## Exercise requirements
Rewrite the stretch from the line containing "Run detection on concrete" through the end of the items, changing "Give" to "Provide" and keeping everything else the same. Return only that stretch.

## Extracted information
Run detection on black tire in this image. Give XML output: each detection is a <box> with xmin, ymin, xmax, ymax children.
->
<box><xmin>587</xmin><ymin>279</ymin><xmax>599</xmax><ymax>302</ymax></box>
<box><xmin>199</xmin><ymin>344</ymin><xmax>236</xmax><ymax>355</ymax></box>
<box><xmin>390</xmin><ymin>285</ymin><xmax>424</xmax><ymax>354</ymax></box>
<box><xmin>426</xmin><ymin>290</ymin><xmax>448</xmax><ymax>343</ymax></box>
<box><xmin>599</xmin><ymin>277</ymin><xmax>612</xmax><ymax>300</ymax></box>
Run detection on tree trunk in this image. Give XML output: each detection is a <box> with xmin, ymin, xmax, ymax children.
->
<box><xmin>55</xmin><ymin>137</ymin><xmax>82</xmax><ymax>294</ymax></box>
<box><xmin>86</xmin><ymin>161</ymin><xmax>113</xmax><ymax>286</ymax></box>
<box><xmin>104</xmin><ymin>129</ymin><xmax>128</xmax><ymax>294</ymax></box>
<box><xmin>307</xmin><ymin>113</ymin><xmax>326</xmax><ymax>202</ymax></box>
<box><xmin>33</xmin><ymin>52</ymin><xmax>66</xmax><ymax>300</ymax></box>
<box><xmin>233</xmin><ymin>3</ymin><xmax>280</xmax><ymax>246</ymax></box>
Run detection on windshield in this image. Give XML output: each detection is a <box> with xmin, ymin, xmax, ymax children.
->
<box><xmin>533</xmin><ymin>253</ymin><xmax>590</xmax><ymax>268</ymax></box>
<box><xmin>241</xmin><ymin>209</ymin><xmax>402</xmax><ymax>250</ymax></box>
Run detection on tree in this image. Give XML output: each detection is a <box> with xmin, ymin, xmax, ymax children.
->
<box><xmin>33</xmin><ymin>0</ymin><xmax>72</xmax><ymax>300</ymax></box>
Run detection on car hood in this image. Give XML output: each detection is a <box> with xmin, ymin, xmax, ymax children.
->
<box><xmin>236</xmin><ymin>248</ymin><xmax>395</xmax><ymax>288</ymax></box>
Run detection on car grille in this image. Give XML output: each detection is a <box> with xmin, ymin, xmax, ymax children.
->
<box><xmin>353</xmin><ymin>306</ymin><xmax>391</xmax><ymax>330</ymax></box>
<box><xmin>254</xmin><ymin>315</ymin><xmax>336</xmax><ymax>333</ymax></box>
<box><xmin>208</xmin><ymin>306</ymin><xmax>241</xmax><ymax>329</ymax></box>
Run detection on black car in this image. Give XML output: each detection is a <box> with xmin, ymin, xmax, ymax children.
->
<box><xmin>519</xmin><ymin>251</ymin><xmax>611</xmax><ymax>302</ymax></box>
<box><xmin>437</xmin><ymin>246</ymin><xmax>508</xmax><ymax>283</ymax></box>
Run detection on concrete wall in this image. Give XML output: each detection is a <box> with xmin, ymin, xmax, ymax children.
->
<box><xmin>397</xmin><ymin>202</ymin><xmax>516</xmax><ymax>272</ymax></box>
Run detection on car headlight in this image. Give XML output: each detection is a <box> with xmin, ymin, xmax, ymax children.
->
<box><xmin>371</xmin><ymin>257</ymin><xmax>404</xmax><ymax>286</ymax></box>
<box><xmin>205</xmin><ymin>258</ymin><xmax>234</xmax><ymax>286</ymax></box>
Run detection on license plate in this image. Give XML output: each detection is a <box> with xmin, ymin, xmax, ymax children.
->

## Worked answer
Run detection on concrete wall in this image. Provide XML output: each detection is a <box> with xmin, ymin, xmax, ymax children.
->
<box><xmin>397</xmin><ymin>202</ymin><xmax>516</xmax><ymax>272</ymax></box>
Run detection on car headlight in this image. Provide XML output: each detection is a <box> with xmin, ymin, xmax, ymax children.
->
<box><xmin>371</xmin><ymin>257</ymin><xmax>404</xmax><ymax>286</ymax></box>
<box><xmin>205</xmin><ymin>258</ymin><xmax>234</xmax><ymax>286</ymax></box>
Run detection on license plate in this image. Provide XML output: each detection is a <box> with xmin, ymin, xmax, ymax children.
->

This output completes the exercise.